● VORLIEGENDER TEXT:
____

# [OT] Programmieren unter Linux

## CBarcley

Ich möchte unter Linux programmieren lernen.

Ich kann ziemlich gut PHP und Javascript.

Mein Ziel wäre es die serielle/paralelle/USB Schnittstelle anzusprechen. Ein grafisches Interface ist sekundär, soll aber später auch noch her.

Das ganze wären teilweise zeitkritische Anwendungen. 

Unter welcher Programmiersprache geht das am Besten/am Leichtesten?

Kann mir jemand dazu Bücher empfehlen?

Vielen Dank

Calvin Barcley

----------

## spitzwegerich

Zum Programmieren bist du unter Linux genau richtig.

Such dir eine beliebige Programmiersprache aus, es müsste schon eine ziemliche Exoten-Sprache (also z.B. von Microsoft) sein, dass du keinen Kompiler unter Linux dazu findest.

Für systemnahe/zeitkritische Sachen ist wohl nach wie vor C eine gute Wahl.

Ansonsten empfehle ich dir, dass du *vernünftig* Programmieren lernst, also nicht PHP oder Javascript, sondern eher Python oder Java.

----------

## CBarcley

Ok C wäre auch meine Wahl gewesen, außerdem ist PHP relativ C ähnlich.

Aber welches Buch gibt es dazu?

Bis jetzt habe ich nur Bücher gefunden wie:

"C++ in 21 Tagen" Nett aber leider nichts über Schnittstellenprogrammierung

"Windowsprogrammierung" nett, wenn man das braucht...

____

● BEREITGESTELLTE DATEN:
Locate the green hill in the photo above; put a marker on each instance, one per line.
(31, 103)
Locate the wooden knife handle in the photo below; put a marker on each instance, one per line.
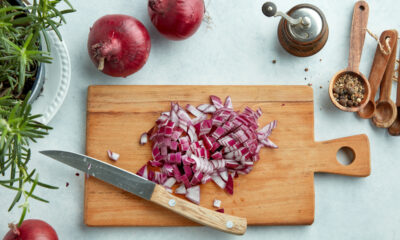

____

● DEINE AUFGABE: Schreib aus dem Thread zum Programmieren unter Linux die Stelle von „Vielen Dank“ bis einschließlich „eine gute Wahl.“ wörtlich ab.

● ANTWORT:
Vielen Dank

Calvin Barcley

----------

## spitzwegerich

Zum Programmieren bist du unter Linux genau richtig.

Such dir eine beliebige Programmiersprache aus, es müsste schon eine ziemliche Exoten-Sprache (also z.B. von Microsoft) sein, dass du keinen Kompiler unter Linux dazu findest.

Für systemnahe/zeitkritische Sachen ist wohl nach wie vor C eine gute Wahl.